* _WHAT YOU NEED TO DO_: Find every line in the listing below that contains the string "lining" and copy each one out.
━━━━━ INFORMATION SUPPLIED ━━━━━
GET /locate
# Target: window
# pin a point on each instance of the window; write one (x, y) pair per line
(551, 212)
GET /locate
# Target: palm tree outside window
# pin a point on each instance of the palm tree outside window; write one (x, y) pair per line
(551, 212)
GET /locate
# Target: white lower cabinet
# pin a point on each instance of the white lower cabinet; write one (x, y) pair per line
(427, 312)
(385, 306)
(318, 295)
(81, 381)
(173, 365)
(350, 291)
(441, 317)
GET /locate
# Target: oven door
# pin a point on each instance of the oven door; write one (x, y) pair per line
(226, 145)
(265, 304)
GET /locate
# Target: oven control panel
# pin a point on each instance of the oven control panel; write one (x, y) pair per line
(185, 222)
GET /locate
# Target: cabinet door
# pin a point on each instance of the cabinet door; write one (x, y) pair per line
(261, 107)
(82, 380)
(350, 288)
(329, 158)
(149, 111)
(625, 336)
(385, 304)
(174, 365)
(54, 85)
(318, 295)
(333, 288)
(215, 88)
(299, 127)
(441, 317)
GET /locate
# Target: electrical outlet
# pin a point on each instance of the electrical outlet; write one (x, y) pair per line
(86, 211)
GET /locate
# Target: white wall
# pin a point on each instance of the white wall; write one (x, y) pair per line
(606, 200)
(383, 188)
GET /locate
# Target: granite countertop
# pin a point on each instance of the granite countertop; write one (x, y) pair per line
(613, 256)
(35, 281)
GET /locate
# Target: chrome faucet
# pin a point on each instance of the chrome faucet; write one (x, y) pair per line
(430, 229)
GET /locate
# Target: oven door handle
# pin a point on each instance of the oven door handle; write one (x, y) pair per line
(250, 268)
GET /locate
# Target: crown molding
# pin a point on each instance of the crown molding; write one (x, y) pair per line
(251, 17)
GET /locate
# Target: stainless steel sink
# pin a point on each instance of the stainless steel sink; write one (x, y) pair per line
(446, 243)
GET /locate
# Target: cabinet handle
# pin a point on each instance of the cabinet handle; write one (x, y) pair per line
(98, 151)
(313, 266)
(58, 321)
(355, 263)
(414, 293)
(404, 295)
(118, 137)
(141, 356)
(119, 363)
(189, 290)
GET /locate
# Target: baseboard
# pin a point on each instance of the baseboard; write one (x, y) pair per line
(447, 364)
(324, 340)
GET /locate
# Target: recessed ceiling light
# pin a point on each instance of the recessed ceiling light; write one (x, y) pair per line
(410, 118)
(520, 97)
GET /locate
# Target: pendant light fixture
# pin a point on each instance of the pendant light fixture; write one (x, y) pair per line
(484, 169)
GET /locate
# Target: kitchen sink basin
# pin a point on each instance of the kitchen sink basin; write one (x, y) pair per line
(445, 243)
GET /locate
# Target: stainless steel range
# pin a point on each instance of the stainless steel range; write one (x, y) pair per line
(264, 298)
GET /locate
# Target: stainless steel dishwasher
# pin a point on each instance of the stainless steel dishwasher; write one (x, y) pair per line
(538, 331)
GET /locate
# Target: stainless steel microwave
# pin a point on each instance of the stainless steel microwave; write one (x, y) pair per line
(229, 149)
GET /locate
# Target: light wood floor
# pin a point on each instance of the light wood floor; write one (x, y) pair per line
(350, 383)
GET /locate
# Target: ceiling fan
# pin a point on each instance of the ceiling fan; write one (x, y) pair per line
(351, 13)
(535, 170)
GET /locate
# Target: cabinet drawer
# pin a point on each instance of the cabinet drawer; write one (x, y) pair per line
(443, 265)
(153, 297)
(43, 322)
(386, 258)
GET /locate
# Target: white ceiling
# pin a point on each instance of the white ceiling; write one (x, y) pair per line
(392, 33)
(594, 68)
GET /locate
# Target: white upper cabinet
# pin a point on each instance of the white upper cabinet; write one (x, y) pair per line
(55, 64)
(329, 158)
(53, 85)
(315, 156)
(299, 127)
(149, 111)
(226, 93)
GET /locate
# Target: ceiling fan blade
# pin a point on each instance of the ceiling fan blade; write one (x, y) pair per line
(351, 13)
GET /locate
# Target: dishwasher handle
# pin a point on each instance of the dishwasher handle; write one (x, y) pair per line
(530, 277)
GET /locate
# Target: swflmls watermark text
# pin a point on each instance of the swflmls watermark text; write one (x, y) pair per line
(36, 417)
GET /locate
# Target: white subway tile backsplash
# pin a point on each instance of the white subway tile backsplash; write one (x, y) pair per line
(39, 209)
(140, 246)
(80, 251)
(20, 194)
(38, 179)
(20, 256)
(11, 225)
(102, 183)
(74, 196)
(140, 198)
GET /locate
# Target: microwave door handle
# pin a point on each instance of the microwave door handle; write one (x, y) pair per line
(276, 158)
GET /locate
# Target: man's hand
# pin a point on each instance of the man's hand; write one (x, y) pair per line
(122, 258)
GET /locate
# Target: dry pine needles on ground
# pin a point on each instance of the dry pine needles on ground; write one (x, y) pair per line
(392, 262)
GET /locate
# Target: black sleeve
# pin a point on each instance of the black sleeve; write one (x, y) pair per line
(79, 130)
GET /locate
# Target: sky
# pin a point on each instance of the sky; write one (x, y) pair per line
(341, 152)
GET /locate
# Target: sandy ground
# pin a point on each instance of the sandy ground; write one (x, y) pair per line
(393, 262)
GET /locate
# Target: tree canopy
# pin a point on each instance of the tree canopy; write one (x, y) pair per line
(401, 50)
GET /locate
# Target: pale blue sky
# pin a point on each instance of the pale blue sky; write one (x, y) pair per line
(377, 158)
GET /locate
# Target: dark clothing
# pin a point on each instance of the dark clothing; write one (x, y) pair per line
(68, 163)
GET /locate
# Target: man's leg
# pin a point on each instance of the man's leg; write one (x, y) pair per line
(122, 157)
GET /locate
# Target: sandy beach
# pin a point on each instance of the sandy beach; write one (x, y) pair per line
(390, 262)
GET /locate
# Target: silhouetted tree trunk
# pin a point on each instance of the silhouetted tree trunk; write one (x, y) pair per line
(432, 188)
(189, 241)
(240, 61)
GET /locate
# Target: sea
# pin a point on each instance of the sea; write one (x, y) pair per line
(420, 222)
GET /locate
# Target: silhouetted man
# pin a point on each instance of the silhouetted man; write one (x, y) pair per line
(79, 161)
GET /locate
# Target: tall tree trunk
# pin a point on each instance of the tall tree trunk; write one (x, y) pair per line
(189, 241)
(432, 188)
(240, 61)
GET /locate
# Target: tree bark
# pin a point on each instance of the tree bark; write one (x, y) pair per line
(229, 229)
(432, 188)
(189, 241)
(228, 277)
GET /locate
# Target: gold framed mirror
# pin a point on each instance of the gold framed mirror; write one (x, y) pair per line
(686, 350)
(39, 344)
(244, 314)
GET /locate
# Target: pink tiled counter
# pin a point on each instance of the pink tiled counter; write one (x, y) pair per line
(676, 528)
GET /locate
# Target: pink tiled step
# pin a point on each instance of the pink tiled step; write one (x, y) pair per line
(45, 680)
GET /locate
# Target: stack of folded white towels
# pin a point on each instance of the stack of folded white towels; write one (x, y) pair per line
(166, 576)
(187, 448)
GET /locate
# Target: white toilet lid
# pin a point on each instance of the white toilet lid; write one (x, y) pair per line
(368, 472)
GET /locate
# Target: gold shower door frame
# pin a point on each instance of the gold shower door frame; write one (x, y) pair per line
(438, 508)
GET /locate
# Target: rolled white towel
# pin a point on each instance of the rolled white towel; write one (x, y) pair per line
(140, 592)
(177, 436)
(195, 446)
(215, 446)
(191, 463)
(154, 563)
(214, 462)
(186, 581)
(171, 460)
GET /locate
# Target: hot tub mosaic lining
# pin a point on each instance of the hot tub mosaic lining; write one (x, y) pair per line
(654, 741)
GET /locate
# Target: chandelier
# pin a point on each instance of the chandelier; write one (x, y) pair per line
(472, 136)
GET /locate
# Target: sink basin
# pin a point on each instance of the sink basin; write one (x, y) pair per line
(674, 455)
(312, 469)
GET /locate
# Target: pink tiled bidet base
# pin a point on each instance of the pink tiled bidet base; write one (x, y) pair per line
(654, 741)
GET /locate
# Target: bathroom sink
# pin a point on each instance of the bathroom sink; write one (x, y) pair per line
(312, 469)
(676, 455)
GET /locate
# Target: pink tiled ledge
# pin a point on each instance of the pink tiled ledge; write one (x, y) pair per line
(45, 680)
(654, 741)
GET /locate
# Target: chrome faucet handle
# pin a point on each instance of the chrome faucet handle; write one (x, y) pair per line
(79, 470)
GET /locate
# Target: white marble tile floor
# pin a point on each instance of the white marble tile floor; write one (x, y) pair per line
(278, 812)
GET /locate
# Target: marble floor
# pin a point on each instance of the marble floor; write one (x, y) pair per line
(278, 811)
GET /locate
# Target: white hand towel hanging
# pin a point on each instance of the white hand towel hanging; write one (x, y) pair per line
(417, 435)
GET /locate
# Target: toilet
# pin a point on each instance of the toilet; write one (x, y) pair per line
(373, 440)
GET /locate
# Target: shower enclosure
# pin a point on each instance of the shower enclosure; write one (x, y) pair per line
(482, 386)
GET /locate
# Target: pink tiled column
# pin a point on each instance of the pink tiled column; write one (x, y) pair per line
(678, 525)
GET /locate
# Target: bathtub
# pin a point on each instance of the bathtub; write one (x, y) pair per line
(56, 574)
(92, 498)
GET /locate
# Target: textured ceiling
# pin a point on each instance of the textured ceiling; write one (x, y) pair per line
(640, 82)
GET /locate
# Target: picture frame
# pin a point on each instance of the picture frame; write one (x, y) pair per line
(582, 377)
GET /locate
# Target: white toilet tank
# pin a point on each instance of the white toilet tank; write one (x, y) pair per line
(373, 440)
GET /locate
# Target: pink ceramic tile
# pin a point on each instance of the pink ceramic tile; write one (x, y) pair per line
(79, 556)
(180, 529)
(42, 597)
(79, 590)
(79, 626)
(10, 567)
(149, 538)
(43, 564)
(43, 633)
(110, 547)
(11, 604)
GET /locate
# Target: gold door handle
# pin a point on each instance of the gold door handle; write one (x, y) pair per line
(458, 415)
━━━━━
* _TASK RESULT_:
# Target: hot tub mosaic lining
# pin a point on each instance of the hot tub mosaic lining; write one (x, y) pair per line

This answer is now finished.